**Text passage**

>>>>>

My regular meter is the Fluke clamp on 375. But the point was to demonstrate a technique for detecting a live circuit via the audio pulsating beep in case you're by yourself and need to turn the breaker off.

Edit: 375 not 175


----------



## black (Oct 12, 2011)

wildleg said:


> Rule # 1:
> there is no tester that you should trust your life with without performing
> "live-dead-live" prior to handling the conductors. If you do, you will get shocked. It's on you to protect your life.
> 
> ...


So you place it on something live, then something dead, and then the same live thing again prior to testing the wire in question? I was just taught to hold it to a known live wire.


----------



## cultch (Aug 2, 2011)

black said:


> So you place it on something live, then something dead, and then the same live thing again prior to testing the wire in question? I was just taught to hold it to a known live wire.


When plausible you hit the breaker off and watch your tic tester go dead then you hit the breaker on and watch your tester light up then repeat to be sure. Walkie talkies can be your friend when doing the type of work it sounds like your doing.


----------



## Big John (May 23, 2010)

black said:


> So you place it on something live, then something dead, and then the same live thing again prior to testing the wire in question...?


 You're confirming the tester against a known live source, you're checking the source that you believe to be dead, then you're re-checking a known live source to be sure the tester still works.

You're supposed to do a live-dead-live literally any time you check for voltage. Nobody does it with meters or wiggys. It's easy-as-pie to do it with a non-contact because static will trigger it, so all you have to do is rub it on your shirt or hair.

That's always my argument in favor of non-contacts: Multimeters are not infallible. I've had testers fail before, and I've seen a whole lot of user error with DMMs that led someone to believe there was no voltage. If you're not doing a live-dead-live you can't be certain you're safe.


----------



## jza (Oct 31, 2009)

ablyss said:


> I do not use those testers and recommend not to use them to any electrician.
> 
> I will tell you a little trick I've learned over the years with my Fluke digital multimeters. You can put the Fluke in audio/ohm mode and connect the leads to the hot and neutral of a 120v circuit. A hot open or closed circuit will generate a audio _pulsating_ beep. A dead open circuit will generate no audio and a dead closed circuit will generate a continuous beeping noise, not pulsating.


So you won't use a non contact tester but you'll put your meter, set to read ohms, across a live and neutral?

Okay then.


----------



## drsparky (Nov 13, 2008)

About 10 years ago they had a notice come out that a NM cable could show a false negative. Flooded houses that had NM paper soaked would read dead but was still hot.


----------



## eejack (Jul 14, 2012)

We call them idiot sticks.


----------



## Big John (May 23, 2010)

drsparky said:


> About 10 years ago they had a notice come out that a NM cable could show a false negative. Flooded houses that had NM paper soaked would read dead but was still hot.


 Yep. They won't work where there is a cancelled or static electric field:


Wet cable filler or sheathing
Metallic cabling or conduit
Shielded cable
Twisted cable
Direct current


----------



## Loose Neutral (Jun 3, 2009)

<<<<<

**Task instructions**
1 - Reproduce the part of the voltage tester thread from "You're supposed to" to "shirt or hair.".
2 - Translate this sentence from the voltage tester thread into Spanish: "If you're not doing a live-dead-live you can't be certain you're safe."

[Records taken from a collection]
>>>>>

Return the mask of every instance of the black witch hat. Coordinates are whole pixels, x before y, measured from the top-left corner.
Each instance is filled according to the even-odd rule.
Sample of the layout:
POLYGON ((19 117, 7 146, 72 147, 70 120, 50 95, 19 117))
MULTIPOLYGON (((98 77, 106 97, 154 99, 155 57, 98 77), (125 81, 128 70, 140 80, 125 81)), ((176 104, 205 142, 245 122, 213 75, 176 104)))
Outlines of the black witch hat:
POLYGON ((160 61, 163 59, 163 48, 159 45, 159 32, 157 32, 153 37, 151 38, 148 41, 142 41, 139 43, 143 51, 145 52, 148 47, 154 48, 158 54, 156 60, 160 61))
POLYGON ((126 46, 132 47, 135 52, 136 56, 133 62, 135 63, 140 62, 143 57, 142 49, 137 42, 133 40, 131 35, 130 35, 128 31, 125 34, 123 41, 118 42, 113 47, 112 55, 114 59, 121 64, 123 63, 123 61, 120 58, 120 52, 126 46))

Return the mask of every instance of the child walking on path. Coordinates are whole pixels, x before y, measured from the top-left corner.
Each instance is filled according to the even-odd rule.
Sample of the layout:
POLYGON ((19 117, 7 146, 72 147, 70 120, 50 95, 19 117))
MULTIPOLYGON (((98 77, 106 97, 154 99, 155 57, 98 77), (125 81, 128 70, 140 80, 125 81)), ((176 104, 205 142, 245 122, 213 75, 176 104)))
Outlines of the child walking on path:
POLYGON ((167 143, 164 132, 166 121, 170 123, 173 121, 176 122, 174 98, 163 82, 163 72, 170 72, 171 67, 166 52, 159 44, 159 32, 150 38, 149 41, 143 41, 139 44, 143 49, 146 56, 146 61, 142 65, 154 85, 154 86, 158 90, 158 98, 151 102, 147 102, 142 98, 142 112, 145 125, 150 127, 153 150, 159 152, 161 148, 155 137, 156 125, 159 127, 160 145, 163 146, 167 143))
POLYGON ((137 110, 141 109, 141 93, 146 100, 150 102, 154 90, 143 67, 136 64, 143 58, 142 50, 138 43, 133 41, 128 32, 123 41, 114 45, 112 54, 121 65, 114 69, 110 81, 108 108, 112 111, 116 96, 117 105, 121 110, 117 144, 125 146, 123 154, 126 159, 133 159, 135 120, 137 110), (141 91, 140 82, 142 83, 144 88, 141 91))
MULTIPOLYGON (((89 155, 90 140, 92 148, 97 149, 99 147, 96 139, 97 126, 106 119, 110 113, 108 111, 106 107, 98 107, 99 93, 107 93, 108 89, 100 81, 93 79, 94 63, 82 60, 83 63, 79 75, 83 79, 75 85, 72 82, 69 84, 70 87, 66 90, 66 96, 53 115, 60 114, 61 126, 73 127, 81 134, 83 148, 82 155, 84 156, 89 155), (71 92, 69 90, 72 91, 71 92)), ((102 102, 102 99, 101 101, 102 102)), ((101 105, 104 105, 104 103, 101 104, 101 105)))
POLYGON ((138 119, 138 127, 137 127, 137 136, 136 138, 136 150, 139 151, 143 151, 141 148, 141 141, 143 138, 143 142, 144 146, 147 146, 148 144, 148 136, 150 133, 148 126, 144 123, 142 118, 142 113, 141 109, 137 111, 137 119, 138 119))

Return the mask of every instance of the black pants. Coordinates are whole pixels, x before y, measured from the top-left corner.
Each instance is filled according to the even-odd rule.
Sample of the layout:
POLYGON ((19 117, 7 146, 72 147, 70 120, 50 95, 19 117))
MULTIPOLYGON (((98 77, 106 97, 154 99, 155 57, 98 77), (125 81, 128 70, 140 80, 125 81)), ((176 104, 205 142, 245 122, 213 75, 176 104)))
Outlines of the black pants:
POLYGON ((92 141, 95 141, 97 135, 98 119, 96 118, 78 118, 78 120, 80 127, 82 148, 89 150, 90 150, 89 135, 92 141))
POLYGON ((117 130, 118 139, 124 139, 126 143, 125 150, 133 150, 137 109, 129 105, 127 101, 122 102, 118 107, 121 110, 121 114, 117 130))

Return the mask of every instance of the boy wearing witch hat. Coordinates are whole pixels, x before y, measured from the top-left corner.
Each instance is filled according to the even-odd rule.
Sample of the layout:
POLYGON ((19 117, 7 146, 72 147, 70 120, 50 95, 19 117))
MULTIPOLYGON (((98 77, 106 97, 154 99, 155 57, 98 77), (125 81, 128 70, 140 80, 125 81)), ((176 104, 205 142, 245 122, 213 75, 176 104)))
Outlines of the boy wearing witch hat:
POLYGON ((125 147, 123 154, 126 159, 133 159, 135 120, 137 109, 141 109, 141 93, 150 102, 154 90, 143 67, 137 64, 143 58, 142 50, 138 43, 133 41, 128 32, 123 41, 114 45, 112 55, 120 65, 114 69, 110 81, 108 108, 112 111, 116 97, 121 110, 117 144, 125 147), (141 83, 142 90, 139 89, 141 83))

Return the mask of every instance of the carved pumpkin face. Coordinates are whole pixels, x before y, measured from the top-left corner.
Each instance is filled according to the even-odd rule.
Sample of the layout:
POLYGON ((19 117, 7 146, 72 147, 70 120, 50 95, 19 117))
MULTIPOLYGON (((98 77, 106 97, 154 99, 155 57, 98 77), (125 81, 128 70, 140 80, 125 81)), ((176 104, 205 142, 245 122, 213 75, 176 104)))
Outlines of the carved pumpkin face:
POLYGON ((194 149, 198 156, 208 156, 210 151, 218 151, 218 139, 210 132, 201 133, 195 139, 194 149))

<<<<<

**Task-by-task results**
1 -
You're supposed to do a live-dead-live literally any time you check for voltage. Nobody does it with meters or wiggys. It's easy-as-pie to do it with a non-contact because static will trigger it, so all you have to do is rub it on your shirt or hair.

2 - Si no haces una comprobación vivo-muerto-vivo, no puedes estar seguro de que estás a salvo.